* [Problem details]: A verbatim transcript of the lines below, starting at the first and ending with the one that holds "x=294 y=247", is what should be produced.
[Supplied material — start]
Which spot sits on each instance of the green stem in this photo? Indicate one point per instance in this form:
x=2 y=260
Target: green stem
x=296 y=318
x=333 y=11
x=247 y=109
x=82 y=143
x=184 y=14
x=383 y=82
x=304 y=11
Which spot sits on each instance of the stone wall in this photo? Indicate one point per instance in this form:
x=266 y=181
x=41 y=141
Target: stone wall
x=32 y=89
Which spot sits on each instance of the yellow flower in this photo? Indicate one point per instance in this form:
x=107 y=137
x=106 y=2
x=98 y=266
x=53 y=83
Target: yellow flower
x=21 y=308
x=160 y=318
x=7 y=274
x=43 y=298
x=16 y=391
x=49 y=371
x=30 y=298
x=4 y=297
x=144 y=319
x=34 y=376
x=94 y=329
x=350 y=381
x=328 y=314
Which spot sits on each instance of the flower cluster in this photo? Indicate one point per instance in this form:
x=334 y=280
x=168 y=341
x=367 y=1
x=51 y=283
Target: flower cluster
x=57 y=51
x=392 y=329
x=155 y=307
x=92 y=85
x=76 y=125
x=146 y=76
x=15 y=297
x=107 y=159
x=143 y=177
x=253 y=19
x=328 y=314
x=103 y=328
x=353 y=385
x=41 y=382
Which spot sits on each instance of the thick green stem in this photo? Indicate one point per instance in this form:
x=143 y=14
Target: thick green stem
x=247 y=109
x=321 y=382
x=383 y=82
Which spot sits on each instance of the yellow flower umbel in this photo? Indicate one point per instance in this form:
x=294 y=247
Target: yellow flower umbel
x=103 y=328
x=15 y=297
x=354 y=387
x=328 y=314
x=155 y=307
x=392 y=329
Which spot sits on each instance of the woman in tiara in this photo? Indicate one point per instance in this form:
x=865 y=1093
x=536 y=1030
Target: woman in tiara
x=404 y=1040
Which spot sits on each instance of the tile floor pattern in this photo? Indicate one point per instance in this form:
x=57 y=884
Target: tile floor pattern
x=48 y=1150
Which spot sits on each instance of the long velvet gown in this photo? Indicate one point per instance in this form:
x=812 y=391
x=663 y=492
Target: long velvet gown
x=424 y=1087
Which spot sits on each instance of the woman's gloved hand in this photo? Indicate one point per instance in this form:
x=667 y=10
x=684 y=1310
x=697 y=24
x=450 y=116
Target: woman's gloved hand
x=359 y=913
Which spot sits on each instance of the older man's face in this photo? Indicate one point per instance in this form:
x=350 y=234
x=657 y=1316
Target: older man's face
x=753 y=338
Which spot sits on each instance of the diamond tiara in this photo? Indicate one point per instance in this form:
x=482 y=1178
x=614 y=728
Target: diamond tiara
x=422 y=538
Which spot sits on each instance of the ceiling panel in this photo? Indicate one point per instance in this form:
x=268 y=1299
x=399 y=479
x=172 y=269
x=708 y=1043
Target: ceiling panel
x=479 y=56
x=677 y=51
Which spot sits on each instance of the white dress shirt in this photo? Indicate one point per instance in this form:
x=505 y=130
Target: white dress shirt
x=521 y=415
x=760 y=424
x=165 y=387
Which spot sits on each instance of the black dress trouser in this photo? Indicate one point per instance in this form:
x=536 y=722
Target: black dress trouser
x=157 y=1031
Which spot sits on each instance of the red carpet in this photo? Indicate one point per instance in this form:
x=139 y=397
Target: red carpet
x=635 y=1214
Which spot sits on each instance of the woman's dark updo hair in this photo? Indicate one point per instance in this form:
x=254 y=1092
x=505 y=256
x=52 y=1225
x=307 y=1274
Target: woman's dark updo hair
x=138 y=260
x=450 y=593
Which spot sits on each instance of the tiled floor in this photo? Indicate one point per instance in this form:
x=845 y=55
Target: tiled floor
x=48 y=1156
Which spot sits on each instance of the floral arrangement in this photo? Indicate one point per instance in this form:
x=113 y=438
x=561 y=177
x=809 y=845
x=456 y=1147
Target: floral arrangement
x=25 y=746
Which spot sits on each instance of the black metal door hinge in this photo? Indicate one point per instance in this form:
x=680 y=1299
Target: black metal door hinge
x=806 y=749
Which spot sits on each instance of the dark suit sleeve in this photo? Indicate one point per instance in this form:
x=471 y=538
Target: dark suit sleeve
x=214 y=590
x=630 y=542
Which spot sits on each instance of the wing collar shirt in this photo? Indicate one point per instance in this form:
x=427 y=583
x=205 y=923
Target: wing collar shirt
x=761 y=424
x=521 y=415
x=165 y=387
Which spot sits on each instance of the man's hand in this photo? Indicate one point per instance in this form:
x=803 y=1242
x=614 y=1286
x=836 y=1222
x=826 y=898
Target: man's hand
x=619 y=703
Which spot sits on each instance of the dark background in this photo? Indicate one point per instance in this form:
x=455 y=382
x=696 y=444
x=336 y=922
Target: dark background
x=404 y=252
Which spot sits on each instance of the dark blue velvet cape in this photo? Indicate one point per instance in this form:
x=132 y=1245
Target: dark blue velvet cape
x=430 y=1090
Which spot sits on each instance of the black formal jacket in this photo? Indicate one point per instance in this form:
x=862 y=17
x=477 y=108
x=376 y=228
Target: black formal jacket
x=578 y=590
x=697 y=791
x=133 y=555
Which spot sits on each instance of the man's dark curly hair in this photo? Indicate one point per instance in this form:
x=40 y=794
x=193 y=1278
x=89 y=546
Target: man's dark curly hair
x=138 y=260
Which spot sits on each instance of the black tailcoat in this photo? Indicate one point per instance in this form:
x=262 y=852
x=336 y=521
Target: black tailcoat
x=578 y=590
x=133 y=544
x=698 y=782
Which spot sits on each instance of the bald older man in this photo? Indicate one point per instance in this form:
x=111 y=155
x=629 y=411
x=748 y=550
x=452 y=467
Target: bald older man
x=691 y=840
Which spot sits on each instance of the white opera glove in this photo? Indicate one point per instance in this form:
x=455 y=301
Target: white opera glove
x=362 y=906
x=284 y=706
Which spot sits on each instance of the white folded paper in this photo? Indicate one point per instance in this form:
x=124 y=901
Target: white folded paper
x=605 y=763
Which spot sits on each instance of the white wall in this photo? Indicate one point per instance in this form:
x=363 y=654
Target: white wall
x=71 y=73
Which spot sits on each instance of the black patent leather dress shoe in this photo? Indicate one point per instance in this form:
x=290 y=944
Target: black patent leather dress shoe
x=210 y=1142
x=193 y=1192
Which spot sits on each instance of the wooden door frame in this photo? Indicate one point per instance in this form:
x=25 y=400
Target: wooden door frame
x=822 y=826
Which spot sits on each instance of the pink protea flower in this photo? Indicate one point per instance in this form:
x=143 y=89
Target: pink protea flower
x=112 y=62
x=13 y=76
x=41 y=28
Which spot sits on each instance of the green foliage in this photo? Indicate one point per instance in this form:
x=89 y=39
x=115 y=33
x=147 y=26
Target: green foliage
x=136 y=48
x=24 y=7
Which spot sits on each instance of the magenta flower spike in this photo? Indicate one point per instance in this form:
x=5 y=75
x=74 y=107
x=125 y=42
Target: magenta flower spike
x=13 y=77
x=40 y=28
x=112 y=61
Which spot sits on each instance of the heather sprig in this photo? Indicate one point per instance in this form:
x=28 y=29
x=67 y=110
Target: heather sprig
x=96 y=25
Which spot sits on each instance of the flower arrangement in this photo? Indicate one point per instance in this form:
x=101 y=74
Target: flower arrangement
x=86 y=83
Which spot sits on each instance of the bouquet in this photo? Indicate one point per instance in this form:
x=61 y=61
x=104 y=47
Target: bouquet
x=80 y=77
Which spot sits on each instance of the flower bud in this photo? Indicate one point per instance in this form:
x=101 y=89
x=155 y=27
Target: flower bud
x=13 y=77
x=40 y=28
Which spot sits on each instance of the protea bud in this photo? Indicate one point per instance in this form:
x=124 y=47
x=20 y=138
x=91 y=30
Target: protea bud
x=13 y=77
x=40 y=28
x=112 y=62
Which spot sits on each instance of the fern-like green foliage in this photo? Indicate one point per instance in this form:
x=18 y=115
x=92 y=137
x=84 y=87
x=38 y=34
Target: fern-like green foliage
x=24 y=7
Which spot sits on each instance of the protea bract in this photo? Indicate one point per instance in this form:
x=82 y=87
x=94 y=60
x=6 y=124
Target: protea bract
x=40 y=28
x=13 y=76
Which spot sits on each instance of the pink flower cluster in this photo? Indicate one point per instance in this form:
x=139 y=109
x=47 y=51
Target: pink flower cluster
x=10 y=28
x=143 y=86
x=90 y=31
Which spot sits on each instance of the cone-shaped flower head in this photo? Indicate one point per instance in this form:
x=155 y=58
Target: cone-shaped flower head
[Supplied material — finish]
* [Exercise answer]:
Which spot sits on each instance of the green stem in this photo? Indicate one point per instance in this form:
x=2 y=260
Target: green stem
x=296 y=318
x=333 y=11
x=247 y=109
x=82 y=143
x=184 y=14
x=383 y=82
x=304 y=11
Which spot sits on each instance of the stone wall in this photo? Indicate one point per instance in this form:
x=266 y=181
x=41 y=141
Target: stone wall
x=32 y=89
Which spot sits on each instance of the yellow flower in this photo? Indicate one point per instance in this form:
x=107 y=137
x=106 y=2
x=98 y=266
x=53 y=83
Target: yellow flower
x=21 y=308
x=160 y=318
x=7 y=274
x=43 y=298
x=16 y=391
x=49 y=371
x=30 y=298
x=4 y=297
x=144 y=319
x=34 y=376
x=94 y=329
x=350 y=381
x=328 y=314
Which spot sits on each instance of the flower cluster in this photo? Indicate one point per instance in this form:
x=334 y=280
x=168 y=341
x=367 y=1
x=51 y=283
Target: flower cluster
x=57 y=51
x=392 y=329
x=155 y=307
x=92 y=85
x=76 y=125
x=146 y=76
x=15 y=297
x=107 y=159
x=143 y=177
x=253 y=19
x=328 y=314
x=103 y=328
x=353 y=385
x=41 y=382
Which spot sits on each instance of the thick green stem in this photo? Indicate one point per instance in this form:
x=143 y=14
Target: thick green stem
x=247 y=109
x=321 y=382
x=383 y=82
Which spot sits on each instance of the yellow flower umbel in this photo? Indicate one point per instance in this form:
x=294 y=247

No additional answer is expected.